Diversifikation in der Geldanlage ist Trumpf – und so einfach
Was in der Beziehungswelt viel Zeitaufwand und aktives Handeln erfordert, ist in der Geldanlage ganz einfach. So gesehen gibt es doch einen Unterschied. Es ist heute sehr einfach und kostengünstig, sein Geld rund um den Globus in über 8000 Firmen zu streuen. Enttäuscht uns eine Firma, so ist das kaum spürbar. Insofern ist sicheres Investieren viel einfacher als sich mit gutem Gefühl auf Menschen einzulassen.
Trotzdem ist es wichtig, auch bei der Geldanlage zu wissen, was zu uns passt und mehr oder weniger Schwankungen zuzulassen. Der eine braucht Garantien, der andere nicht. Wir sollten uns nicht von Gier leiten lassen und zu viel Risiko eingehen, denn geht beispielsweise der Aktienmarkt einmal runter und wir haben unsere Risikotoleranz überschätzt, dann bekommen wir Angst und steigen womöglich zum ungünstigsten Zeitpunkt aus.
Kenne Dich selbst als Geldanleger – dann kannst Du keine Fehler machen
Meine Aufgabe als begleitender Berater ist es, Ihnen bei der realistischen Einschätzung ihrer Risikotoleranz zu helfen. Wieviel Schwankung vertragen Sie, wieviel Geld muss im sicheren Cash-Topf verbleiben, um ruhig zu schlafen unabhängig von der Entwicklung des langfristigen Topfes, der stärker schwanken darf. Wieviel Geld sollte mit etwas mehr Rendite als Cash mittelfristig investiert werden, auf Sicht von fünf bis zehn Jahren aber mit ziemlicher Sicherheit gute Ergebnisse abliefern. Um solche Fragen drehen sich gute Gespräche zum Thema Geld und Investment. Das ist eine Art „Geldtherapie“, d.h. die ehrliche Reflektion, wie wir uns mit Geldanlage fühlen und was wir brauchen. Wer sich hier richtig einschätzt, der kann langfristig schwerlich Fehler machen. Und wer keine Angst vor Fehlern hat, der kann sich vertrauensvoll einlassen, sein Geld sinnvoll und breit gestreut investieren und sich entspannt zurücklehnen. Im Idealfall können wir dann das Wechselspiel an den Märkten sogar mit Freude und Neugier beobachten, mit der Gewissheit, dass es langfristig in die richtige Richtung geht – mit einer ansehnlichen Rendite nach oben!

> Aufgabenstellung:
Schreib bitte aus dem Text über Diversifikation in der Geldanlage oben die Passage von „Diversifikation in der“ bis einschließlich „auf Menschen einzulassen.“ wortgetreu ab.

> Datenblock:

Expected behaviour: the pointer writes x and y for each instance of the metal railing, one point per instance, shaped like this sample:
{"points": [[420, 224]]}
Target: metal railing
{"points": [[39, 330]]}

> Ergebnis der Aufgabe:
Diversifikation in der Geldanlage ist Trumpf – und so einfach
Was in der Beziehungswelt viel Zeitaufwand und aktives Handeln erfordert, ist in der Geldanlage ganz einfach. So gesehen gibt es doch einen Unterschied. Es ist heute sehr einfach und kostengünstig, sein Geld rund um den Globus in über 8000 Firmen zu streuen. Enttäuscht uns eine Firma, so ist das kaum spürbar. Insofern ist sicheres Investieren viel einfacher als sich mit gutem Gefühl auf Menschen einzulassen.